__READING PASSAGE__.

────────

Russian lawmakers propose strengthening penalties for GMO labeling violations
MOSCOW, May 26 (RAPSI) – Liberal Democratic Party lawmakers introduced a bill which contains penalties of up to two years in prison for violations of labeling of genetically modified foods, Izvestia newspaper reported on Tuesday.
The current legislation only stipulates fines for violations of the GMO labeling rules.
The bill would introduce a fine of up to 300,000 rubles ($6,000) or the amount of the guilty person’s wages for the past two years, or compulsory labor of up to two years, or a prison term of up to two years and, possibly, a subsequent three-year ban on holding certain offices.
Lawmakers also proposed spreading these penalties to producers who regularly violate the GMO labeling rules.
A law adopted in 2007 required producers to label foods that contain over 0.9% of genetically modified organisms. In 2015, a fine of up to 300,000 rubles ($6,000) was introduced for violating these rules.
Discussions on toughening the requirements on the production of genetically modified foods have been underway for several years. The proposal to ban GMOs in Russia has not been supported because it would contradict WHO regulations, Izvestia writes.
In April 2015, the State Duma adopted a government-proposed bill in the first reading to ban the cultivation, planting and breeding of genetically modified plants and animals in Russia, with the exception of those needed for research.

────────

__DATA FOR ANALYSIS__.
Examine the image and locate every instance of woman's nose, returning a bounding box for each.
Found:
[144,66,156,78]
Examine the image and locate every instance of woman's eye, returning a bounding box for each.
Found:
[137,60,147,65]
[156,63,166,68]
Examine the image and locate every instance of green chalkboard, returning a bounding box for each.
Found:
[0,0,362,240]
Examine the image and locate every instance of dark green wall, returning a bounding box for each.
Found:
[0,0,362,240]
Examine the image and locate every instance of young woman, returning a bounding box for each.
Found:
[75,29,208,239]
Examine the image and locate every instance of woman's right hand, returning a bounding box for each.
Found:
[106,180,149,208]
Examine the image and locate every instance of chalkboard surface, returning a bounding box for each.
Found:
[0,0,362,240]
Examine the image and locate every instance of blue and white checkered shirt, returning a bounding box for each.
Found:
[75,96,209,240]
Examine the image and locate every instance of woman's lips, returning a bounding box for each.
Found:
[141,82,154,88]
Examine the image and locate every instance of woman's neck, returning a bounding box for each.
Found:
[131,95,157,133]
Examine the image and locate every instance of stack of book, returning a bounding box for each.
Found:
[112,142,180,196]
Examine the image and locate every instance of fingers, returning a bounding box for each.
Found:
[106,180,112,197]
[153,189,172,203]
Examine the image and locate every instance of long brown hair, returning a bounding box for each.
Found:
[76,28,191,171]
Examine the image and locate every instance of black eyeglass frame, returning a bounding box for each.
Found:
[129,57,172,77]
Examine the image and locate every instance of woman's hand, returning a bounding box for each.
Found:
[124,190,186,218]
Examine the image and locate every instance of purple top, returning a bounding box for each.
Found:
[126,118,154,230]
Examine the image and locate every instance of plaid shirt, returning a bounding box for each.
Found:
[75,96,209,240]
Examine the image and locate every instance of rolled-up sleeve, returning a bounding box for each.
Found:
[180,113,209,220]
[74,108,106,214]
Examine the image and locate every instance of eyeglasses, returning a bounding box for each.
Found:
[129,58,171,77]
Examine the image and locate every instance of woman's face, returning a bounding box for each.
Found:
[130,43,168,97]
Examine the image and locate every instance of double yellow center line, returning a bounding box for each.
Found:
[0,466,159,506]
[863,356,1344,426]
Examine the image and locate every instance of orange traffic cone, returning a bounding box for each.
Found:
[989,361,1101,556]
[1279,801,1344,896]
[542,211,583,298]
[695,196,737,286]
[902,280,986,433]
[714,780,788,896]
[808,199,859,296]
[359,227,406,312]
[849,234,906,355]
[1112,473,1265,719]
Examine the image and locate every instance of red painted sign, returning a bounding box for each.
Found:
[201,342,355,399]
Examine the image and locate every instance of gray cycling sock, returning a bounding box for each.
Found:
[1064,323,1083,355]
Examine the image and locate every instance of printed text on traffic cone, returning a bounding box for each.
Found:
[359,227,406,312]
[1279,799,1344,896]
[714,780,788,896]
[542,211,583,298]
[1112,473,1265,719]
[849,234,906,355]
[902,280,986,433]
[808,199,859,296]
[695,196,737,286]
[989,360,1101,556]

────────

Reproduce word for word the article on Russian penalties for GMO labeling violations.

Russian lawmakers propose strengthening penalties for GMO labeling violations
MOSCOW, May 26 (RAPSI) – Liberal Democratic Party lawmakers introduced a bill which contains penalties of up to two years in prison for violations of labeling of genetically modified foods, Izvestia newspaper reported on Tuesday.
The current legislation only stipulates fines for violations of the GMO labeling rules.
The bill would introduce a fine of up to 300,000 rubles ($6,000) or the amount of the guilty person’s wages for the past two years, or compulsory labor of up to two years, or a prison term of up to two years and, possibly, a subsequent three-year ban on holding certain offices.
Lawmakers also proposed spreading these penalties to producers who regularly violate the GMO labeling rules.
A law adopted in 2007 required producers to label foods that contain over 0.9% of genetically modified organisms. In 2015, a fine of up to 300,000 rubles ($6,000) was introduced for violating these rules.
Discussions on toughening the requirements on the production of genetically modified foods have been underway for several years. The proposal to ban GMOs in Russia has not been supported because it would contradict WHO regulations, Izvestia writes.
In April 2015, the State Duma adopted a government-proposed bill in the first reading to ban the cultivation, planting and breeding of genetically modified plants and animals in Russia, with the exception of those needed for research.